- Task to carry out: After locating the line that contains "Target: whole stone", restate it and each later line word for word through the end of the records.

=== Section Start ===

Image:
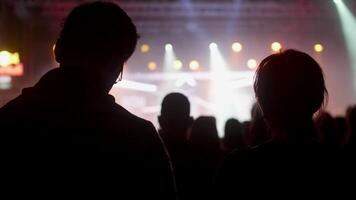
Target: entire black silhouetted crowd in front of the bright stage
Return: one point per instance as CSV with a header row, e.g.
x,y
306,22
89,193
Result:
x,y
69,114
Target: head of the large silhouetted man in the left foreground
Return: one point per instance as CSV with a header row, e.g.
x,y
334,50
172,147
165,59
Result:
x,y
97,38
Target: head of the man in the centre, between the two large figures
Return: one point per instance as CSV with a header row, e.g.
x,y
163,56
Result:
x,y
175,113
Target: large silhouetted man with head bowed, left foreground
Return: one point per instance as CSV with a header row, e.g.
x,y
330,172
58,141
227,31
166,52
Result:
x,y
69,111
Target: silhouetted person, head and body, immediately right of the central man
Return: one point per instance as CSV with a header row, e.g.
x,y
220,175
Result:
x,y
206,155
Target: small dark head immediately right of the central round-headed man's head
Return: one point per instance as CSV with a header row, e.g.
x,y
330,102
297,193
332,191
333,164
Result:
x,y
204,134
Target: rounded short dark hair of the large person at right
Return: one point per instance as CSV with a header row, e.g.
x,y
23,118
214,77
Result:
x,y
290,82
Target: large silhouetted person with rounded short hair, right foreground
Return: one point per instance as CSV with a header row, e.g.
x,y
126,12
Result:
x,y
290,88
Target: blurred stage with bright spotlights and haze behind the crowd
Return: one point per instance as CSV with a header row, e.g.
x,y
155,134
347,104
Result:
x,y
206,49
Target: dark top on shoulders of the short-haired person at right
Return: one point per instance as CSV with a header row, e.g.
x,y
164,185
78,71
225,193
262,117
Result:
x,y
274,169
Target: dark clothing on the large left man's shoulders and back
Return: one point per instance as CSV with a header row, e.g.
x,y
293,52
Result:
x,y
60,120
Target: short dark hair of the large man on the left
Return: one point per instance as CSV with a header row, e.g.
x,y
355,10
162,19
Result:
x,y
98,29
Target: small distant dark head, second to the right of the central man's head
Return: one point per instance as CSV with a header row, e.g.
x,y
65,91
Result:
x,y
233,137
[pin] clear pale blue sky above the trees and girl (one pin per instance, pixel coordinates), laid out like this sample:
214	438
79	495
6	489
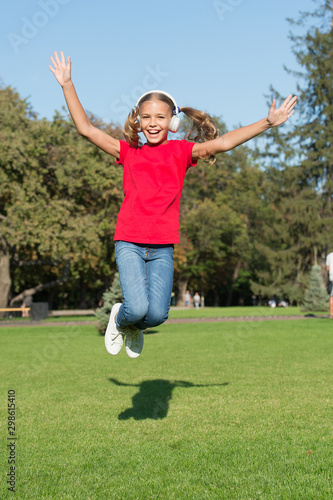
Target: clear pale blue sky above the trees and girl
220	56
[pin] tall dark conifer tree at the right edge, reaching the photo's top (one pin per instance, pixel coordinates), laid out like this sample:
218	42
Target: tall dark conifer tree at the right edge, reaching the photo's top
299	165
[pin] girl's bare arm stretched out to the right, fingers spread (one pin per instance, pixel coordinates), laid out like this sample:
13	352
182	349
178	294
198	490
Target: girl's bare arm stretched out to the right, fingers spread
236	137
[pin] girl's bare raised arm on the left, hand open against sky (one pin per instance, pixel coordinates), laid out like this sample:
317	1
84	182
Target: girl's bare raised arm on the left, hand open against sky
62	71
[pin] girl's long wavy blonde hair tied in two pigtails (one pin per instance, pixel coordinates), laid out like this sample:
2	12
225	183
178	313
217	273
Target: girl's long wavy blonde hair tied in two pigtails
202	128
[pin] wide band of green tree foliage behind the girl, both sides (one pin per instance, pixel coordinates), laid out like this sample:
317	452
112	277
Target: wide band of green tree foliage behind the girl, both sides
254	222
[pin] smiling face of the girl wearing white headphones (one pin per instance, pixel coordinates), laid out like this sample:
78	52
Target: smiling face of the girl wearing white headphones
155	118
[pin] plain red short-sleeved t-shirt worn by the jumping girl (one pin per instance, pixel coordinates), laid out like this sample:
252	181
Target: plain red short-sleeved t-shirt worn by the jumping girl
152	183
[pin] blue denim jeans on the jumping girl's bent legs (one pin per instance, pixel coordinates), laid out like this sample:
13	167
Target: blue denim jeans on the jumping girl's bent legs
146	276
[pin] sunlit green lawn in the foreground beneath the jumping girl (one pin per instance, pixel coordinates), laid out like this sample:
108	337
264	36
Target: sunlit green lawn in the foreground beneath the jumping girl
238	410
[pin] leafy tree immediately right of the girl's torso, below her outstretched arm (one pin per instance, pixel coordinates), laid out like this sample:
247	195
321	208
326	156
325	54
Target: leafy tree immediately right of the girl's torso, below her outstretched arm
219	213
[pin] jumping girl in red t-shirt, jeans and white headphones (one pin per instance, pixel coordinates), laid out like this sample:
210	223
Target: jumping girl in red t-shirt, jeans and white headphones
153	175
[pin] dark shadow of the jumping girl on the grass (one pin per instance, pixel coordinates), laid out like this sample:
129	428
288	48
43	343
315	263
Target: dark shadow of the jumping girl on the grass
152	400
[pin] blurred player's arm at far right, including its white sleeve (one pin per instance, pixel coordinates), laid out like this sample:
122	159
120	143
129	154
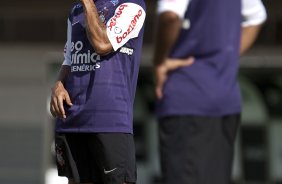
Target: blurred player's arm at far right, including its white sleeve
254	15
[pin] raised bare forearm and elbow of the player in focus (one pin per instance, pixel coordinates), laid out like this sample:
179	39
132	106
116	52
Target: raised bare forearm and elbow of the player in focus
96	30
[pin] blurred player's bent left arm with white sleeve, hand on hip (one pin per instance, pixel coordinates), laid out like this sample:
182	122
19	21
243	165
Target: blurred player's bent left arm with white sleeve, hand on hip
170	15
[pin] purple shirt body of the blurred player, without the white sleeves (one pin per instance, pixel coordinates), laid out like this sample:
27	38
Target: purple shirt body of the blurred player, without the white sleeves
209	86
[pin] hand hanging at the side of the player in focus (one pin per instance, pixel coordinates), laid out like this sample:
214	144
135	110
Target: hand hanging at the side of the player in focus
59	95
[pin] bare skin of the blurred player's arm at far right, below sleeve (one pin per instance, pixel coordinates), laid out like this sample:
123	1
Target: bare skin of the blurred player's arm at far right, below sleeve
248	37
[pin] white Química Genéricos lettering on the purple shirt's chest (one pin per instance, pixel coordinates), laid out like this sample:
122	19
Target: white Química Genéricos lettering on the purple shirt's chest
83	60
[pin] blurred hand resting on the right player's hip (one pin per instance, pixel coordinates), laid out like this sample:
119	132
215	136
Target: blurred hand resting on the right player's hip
162	71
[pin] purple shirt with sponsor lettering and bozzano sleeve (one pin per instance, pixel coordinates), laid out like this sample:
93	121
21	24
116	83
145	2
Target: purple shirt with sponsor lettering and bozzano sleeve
102	88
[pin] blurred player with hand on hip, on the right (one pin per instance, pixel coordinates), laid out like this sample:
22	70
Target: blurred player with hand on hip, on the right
196	60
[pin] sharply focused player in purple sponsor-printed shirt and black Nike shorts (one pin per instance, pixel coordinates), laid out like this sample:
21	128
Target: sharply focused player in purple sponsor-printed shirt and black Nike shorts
93	96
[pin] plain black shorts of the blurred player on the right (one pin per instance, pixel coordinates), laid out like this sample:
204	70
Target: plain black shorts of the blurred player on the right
197	149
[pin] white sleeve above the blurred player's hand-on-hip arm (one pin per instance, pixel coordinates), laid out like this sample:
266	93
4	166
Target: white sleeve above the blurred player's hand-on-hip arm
177	6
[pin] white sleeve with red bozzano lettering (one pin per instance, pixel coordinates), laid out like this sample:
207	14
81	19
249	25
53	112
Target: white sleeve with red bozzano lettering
126	24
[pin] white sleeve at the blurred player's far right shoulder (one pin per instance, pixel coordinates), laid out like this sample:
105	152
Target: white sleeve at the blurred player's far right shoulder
253	12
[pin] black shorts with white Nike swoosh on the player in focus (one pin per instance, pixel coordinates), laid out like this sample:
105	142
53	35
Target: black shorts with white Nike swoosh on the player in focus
103	158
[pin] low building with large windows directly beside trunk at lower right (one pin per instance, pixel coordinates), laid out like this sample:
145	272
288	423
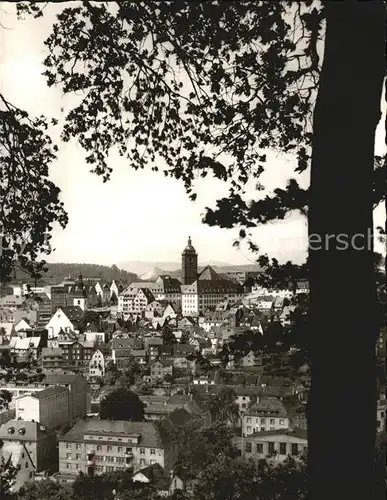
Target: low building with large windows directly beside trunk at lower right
277	444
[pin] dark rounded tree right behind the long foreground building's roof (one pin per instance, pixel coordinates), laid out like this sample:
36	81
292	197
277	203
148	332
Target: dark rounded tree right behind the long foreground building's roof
122	404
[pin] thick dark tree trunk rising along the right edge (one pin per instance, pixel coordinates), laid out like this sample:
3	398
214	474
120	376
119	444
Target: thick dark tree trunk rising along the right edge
342	403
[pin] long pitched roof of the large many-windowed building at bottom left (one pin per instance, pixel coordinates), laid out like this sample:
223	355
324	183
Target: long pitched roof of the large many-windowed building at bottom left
149	436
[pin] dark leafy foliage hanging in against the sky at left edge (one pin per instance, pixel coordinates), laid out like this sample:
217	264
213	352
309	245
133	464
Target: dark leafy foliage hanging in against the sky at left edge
29	201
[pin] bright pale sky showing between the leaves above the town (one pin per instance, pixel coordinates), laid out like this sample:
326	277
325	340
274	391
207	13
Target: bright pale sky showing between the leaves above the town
137	215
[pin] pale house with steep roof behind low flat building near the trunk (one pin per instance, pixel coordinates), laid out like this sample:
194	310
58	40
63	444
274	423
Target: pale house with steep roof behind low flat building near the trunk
266	414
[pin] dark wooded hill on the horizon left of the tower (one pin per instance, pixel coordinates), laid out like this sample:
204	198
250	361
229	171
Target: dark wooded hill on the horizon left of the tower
57	272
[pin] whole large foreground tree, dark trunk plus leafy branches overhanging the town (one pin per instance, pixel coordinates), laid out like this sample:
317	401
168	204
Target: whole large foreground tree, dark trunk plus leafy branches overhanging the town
251	74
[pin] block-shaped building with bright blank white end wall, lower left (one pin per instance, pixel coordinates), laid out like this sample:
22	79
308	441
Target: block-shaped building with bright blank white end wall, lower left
49	407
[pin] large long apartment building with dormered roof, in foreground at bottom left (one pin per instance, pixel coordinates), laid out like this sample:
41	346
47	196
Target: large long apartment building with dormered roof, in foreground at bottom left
99	446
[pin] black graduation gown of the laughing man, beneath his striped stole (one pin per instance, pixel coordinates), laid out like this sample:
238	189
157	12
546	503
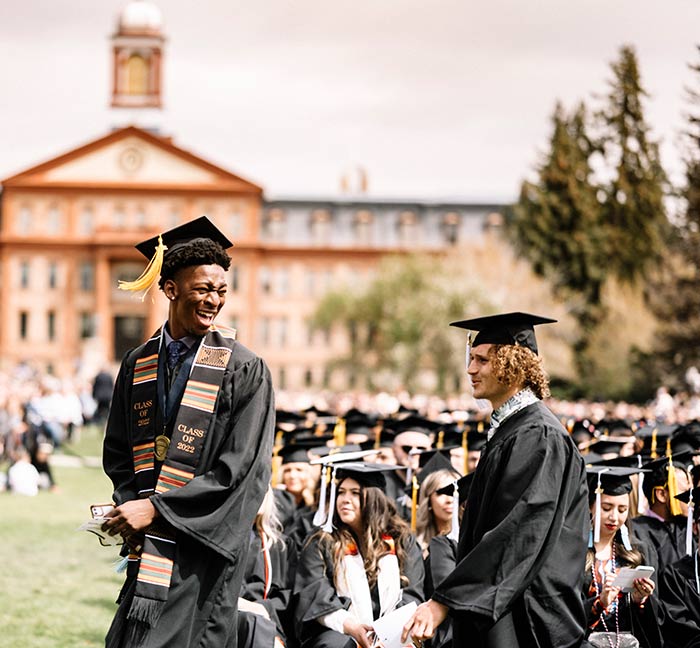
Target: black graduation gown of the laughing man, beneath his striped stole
211	516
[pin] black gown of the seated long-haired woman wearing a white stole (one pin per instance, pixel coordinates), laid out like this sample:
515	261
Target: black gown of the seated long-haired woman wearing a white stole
315	594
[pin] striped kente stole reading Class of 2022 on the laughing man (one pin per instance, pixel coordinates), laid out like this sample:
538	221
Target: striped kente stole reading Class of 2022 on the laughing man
181	456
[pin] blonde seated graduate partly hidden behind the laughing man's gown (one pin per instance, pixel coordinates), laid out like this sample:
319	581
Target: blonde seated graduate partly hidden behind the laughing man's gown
268	580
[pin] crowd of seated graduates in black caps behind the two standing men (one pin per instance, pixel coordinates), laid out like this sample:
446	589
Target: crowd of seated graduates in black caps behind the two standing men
310	557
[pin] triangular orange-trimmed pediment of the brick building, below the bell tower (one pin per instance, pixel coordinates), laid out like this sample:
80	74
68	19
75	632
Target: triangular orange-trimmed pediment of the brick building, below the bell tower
131	158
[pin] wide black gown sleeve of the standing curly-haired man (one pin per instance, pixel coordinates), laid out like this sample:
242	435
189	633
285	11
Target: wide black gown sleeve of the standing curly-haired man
523	516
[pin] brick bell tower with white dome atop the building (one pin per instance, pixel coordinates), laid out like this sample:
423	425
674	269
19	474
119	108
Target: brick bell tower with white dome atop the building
137	57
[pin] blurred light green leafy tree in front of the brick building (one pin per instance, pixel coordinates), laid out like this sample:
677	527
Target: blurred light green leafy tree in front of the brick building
397	327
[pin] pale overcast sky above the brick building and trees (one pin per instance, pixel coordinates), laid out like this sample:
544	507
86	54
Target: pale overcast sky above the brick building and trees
435	98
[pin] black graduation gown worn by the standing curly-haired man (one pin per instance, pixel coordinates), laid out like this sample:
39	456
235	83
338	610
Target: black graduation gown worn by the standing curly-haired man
523	540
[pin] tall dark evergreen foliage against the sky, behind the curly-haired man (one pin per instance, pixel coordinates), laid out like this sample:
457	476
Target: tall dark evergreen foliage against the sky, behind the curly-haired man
596	212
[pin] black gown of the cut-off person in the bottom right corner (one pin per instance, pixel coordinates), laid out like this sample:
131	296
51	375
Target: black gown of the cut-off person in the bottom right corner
680	602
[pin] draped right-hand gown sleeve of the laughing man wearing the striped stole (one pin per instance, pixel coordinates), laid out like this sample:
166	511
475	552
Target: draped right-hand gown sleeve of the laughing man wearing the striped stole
210	507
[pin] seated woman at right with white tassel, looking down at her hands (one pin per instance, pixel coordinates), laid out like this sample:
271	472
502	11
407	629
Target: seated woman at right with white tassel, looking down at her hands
614	617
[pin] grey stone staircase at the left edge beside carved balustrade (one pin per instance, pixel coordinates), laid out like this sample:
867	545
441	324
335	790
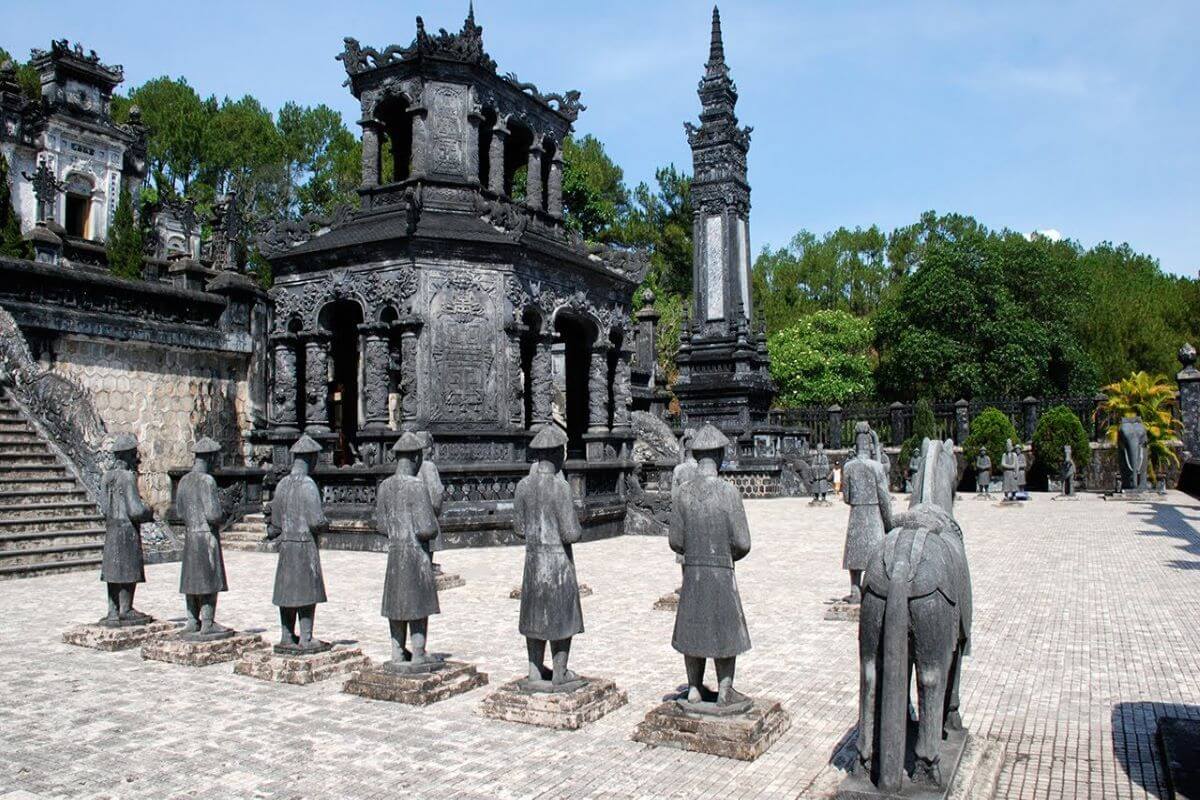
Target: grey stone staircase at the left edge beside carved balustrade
47	524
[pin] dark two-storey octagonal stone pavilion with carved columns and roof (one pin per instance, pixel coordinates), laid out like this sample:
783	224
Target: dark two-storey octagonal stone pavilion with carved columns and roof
454	300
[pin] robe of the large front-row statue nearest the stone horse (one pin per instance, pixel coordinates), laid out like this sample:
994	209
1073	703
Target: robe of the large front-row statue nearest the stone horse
709	527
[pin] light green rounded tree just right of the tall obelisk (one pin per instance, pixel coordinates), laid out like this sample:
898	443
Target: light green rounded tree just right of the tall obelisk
825	358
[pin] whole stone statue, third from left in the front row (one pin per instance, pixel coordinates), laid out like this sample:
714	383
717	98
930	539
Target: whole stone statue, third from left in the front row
297	515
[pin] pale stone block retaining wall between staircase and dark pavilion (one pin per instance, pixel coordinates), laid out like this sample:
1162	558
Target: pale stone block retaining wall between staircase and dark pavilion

=== Section End ===

- Task solution:
Target: whole stone statue, third from left in the front row
297	515
[pin] pale stone block retaining wall between staircase and dark pavilion (one pin per instance, pixel coordinates), laid out like this sample:
1162	558
Target: pale stone block retaining wall between staircase and dark pavilion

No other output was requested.